Directive
Reproduce exactly the lines from the one containing "Task: mark one point on every instance of the white stone" through the last line of the data, both ends included.

Data records
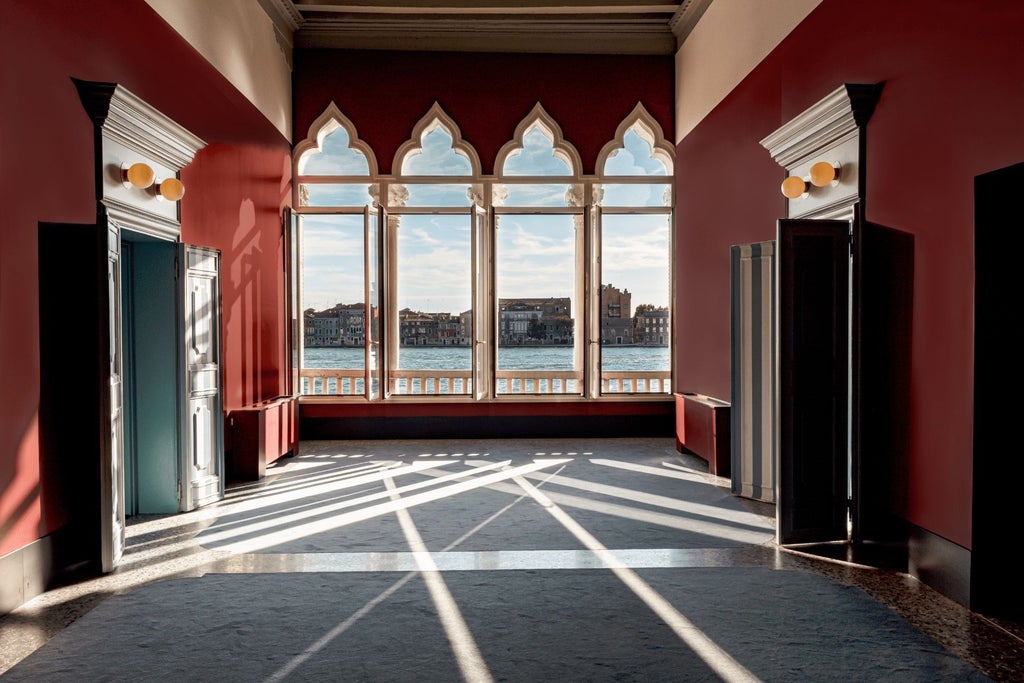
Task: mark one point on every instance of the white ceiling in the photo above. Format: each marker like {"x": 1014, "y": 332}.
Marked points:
{"x": 600, "y": 27}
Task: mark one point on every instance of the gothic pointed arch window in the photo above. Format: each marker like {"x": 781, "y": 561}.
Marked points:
{"x": 538, "y": 282}
{"x": 338, "y": 274}
{"x": 539, "y": 238}
{"x": 434, "y": 237}
{"x": 633, "y": 236}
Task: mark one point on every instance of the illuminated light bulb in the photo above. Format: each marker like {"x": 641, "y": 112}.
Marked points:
{"x": 794, "y": 186}
{"x": 139, "y": 175}
{"x": 172, "y": 189}
{"x": 823, "y": 173}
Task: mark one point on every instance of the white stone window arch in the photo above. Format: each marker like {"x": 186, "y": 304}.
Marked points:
{"x": 332, "y": 166}
{"x": 641, "y": 124}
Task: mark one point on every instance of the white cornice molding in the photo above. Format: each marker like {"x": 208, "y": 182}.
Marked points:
{"x": 137, "y": 126}
{"x": 836, "y": 117}
{"x": 144, "y": 222}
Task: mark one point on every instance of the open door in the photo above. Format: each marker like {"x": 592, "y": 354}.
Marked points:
{"x": 112, "y": 445}
{"x": 813, "y": 276}
{"x": 883, "y": 314}
{"x": 203, "y": 479}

Exercise response
Task: mark one point on every instance of the white stone window arch in the photo above. Format: each marker like {"x": 186, "y": 304}.
Marked points:
{"x": 332, "y": 166}
{"x": 641, "y": 124}
Task: mark one point on every instance of the white cornice molding in the photo above. Format: each marker like {"x": 208, "y": 182}.
Marked points:
{"x": 137, "y": 126}
{"x": 836, "y": 117}
{"x": 144, "y": 222}
Task: mark one point on every instance of the open door in the photo above. Format: each marker like {"x": 592, "y": 354}.
Marked points:
{"x": 112, "y": 445}
{"x": 813, "y": 276}
{"x": 883, "y": 314}
{"x": 203, "y": 479}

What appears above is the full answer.